Records from an annotation dataset:
(begin)
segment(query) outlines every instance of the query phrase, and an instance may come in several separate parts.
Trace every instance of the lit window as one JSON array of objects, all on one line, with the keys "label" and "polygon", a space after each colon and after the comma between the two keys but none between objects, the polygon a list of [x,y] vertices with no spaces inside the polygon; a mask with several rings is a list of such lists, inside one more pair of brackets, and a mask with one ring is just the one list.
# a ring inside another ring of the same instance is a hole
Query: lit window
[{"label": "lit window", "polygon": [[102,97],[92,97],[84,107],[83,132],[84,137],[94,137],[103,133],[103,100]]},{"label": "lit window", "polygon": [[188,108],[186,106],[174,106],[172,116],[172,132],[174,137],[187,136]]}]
(end)
PROBLEM STATEMENT:
Give the listing above as a two-column CSV with the header columns "request" and "answer", one row for each request in the listing. Put each request's text and its answer in a single quoted field, with every line break replaced by a space.

REPLY:
request,answer
"segment(query) outlines every instance of the query phrase, and an instance may come in several separate parts. Trace every instance of the lit window as one JSON array of objects, all on one line, with the keys ""label"" and ""polygon"", a space after each colon and after the comma between the two keys but none between objects, the polygon a list of [x,y] vertices with no spaces inside the polygon; a mask with several rings is a list of such lists, inside one more pair of brackets, and a mask with one ring is just the one list. # a ring inside another ring of the same instance is a hole Query: lit window","[{""label"": ""lit window"", ""polygon"": [[102,97],[92,97],[84,107],[83,132],[84,137],[94,137],[103,133],[103,100]]},{""label"": ""lit window"", ""polygon"": [[188,108],[186,106],[174,106],[172,116],[172,132],[174,137],[187,136]]}]"